Please format the rows below as a numbered list, running from the start of the rows up to and including the line containing "point(473, 246)", with blank lines left out. Leave the pictures out of your answer.

## Begin INFORMATION SUPPLIED

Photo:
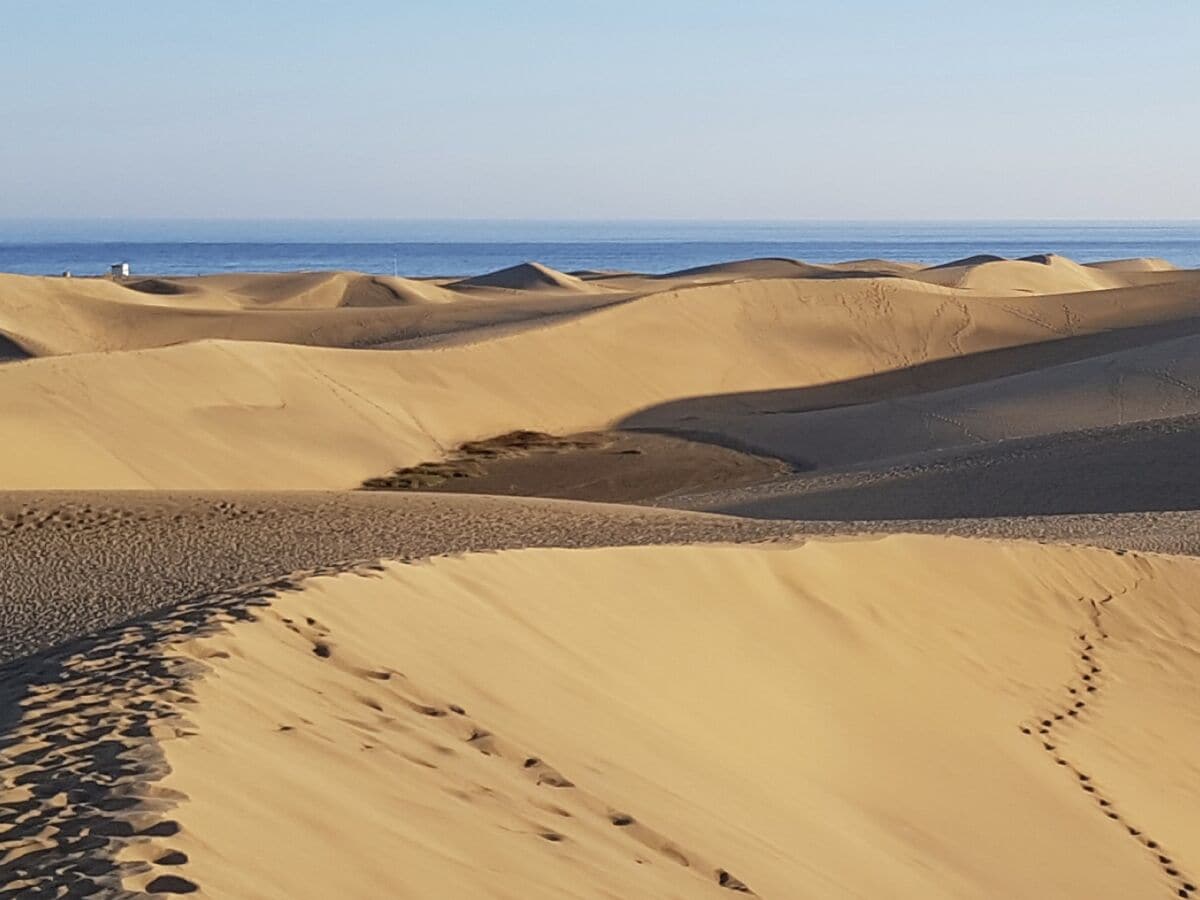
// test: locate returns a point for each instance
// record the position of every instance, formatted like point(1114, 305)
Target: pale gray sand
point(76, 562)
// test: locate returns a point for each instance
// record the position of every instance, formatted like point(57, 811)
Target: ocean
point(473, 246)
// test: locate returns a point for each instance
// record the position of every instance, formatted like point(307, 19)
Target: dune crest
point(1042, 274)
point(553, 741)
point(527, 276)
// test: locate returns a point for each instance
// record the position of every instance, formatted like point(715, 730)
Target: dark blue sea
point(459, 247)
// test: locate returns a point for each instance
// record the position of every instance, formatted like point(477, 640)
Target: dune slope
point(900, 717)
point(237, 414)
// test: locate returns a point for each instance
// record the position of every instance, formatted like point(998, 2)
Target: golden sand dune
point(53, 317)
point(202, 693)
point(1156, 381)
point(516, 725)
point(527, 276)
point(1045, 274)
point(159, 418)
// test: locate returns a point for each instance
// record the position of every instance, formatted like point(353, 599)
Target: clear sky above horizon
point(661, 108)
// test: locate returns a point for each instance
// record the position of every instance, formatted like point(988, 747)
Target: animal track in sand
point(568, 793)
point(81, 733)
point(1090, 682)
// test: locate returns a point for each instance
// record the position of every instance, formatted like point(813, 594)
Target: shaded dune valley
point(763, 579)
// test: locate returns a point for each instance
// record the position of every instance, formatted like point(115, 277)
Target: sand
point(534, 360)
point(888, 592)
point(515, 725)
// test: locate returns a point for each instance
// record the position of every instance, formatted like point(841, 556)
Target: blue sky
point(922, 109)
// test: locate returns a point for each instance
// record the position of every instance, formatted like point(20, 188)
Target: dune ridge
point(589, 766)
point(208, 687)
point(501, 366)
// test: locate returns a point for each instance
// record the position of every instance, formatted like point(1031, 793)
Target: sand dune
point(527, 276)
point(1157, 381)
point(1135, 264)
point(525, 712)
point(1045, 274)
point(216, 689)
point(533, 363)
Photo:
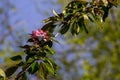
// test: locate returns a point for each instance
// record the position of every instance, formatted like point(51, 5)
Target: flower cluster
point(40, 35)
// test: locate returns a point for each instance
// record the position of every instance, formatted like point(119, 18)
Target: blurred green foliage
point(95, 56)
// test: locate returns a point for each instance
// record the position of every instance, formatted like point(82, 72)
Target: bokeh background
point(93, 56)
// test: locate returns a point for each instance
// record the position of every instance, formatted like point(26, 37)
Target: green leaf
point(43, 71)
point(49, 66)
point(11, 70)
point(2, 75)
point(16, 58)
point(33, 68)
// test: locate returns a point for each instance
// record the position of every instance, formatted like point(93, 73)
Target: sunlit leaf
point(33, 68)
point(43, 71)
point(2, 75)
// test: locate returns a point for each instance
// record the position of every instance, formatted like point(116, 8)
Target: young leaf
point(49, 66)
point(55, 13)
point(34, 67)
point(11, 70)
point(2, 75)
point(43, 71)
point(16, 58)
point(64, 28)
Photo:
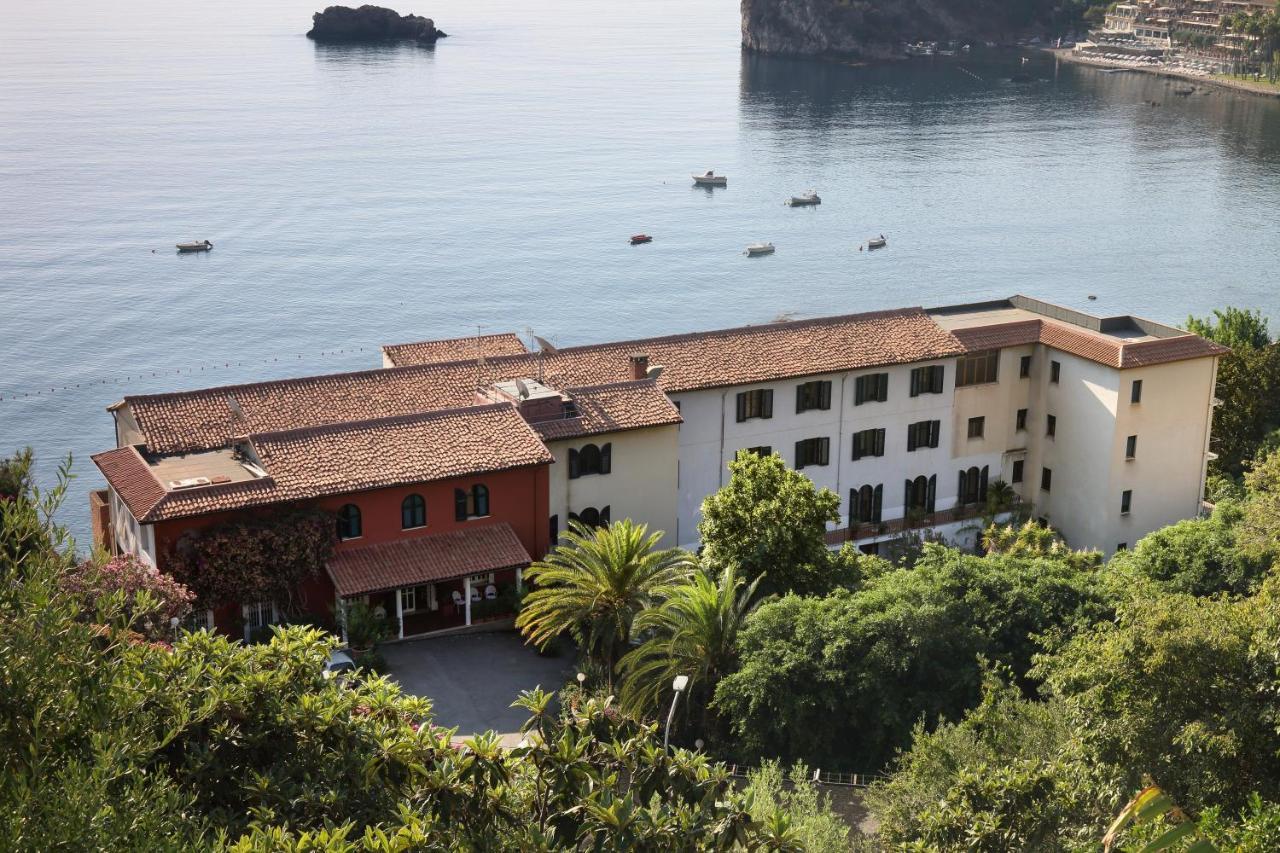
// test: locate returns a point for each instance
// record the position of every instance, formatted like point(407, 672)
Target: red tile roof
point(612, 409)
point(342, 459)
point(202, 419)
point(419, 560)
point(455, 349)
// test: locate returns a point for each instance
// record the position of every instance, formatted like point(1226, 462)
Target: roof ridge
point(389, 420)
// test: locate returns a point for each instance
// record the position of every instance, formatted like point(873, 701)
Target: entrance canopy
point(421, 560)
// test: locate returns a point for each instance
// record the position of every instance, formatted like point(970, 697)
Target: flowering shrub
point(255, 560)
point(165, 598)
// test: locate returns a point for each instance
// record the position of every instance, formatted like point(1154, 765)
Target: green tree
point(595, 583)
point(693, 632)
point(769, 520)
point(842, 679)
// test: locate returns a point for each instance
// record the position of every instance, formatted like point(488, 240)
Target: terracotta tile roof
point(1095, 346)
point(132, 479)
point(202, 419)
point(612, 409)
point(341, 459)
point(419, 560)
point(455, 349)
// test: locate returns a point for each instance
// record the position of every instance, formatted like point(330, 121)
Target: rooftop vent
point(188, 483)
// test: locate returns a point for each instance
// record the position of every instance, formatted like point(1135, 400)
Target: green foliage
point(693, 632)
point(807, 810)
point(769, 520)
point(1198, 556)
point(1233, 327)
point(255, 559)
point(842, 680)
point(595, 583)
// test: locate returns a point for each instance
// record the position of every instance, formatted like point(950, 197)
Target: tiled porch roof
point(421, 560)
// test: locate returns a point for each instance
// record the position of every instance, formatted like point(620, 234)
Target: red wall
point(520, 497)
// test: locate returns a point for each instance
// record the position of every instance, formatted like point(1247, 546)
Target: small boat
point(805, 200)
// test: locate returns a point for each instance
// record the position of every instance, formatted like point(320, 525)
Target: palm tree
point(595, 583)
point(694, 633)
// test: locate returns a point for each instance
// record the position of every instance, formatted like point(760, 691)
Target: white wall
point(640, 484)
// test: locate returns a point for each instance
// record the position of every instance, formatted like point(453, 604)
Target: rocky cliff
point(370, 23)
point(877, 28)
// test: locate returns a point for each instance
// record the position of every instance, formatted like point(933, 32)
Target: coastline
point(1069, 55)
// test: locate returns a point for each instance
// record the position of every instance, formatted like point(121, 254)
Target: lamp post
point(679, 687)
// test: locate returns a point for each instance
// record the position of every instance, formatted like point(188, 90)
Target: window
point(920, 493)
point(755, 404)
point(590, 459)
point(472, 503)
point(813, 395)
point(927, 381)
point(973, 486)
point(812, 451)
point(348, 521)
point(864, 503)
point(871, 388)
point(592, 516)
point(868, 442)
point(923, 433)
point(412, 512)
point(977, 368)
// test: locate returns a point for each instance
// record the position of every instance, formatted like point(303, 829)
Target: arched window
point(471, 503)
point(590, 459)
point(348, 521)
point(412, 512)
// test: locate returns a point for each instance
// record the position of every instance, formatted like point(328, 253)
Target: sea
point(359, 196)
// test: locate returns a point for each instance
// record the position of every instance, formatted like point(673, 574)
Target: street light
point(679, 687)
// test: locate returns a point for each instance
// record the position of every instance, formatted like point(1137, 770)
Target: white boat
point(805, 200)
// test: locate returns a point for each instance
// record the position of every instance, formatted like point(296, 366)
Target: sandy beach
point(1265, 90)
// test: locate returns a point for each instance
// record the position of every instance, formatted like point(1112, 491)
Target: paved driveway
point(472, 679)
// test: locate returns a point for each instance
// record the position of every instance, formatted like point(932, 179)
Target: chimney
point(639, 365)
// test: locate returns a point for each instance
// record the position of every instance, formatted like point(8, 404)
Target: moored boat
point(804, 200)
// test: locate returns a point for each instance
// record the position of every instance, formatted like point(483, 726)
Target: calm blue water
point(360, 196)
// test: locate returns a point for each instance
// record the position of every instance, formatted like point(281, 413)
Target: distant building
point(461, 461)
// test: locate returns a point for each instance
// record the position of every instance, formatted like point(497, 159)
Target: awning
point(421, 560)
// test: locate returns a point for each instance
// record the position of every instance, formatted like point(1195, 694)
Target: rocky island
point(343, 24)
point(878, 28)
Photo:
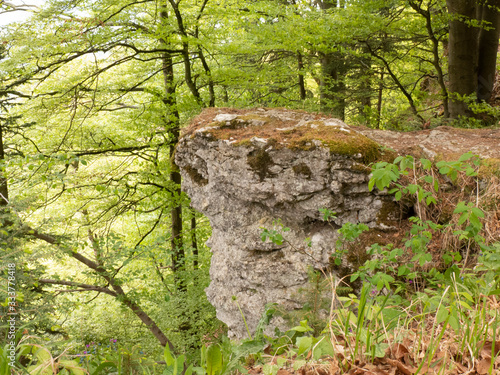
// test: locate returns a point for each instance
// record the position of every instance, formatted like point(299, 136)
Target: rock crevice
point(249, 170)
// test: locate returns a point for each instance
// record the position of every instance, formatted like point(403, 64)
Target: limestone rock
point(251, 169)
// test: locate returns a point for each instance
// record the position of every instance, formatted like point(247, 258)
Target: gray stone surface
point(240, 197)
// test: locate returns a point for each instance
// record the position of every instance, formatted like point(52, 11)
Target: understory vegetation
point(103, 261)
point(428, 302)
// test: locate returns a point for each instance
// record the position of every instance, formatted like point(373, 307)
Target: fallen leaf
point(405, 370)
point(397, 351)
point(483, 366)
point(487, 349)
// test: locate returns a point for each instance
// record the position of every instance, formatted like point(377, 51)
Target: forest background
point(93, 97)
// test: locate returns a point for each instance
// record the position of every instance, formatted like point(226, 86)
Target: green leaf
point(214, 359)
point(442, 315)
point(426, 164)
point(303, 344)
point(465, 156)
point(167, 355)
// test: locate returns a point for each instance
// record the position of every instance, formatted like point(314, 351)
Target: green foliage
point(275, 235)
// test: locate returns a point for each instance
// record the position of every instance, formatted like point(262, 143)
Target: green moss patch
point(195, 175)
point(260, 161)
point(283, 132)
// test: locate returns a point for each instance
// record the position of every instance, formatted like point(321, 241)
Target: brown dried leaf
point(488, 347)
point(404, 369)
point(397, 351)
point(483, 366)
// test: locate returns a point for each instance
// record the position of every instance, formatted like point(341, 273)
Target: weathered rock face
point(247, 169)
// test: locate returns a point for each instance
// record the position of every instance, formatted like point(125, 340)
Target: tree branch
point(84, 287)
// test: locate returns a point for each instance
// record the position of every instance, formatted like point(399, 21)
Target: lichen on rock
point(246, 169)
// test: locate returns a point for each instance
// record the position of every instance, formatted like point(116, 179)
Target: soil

## End INFORMATION SUPPLIED

● EXPECTED OUTPUT:
1. Photo:
2. // test: locate returns a point for each instance
3. // record the position of every instance, formatted like point(1114, 305)
4. Target: pale gray sand
5. point(76, 562)
6. // test: locate returns a point for each instance
7. // record the position of every instance, formatted like point(57, 811)
8. Target: ocean
9. point(473, 246)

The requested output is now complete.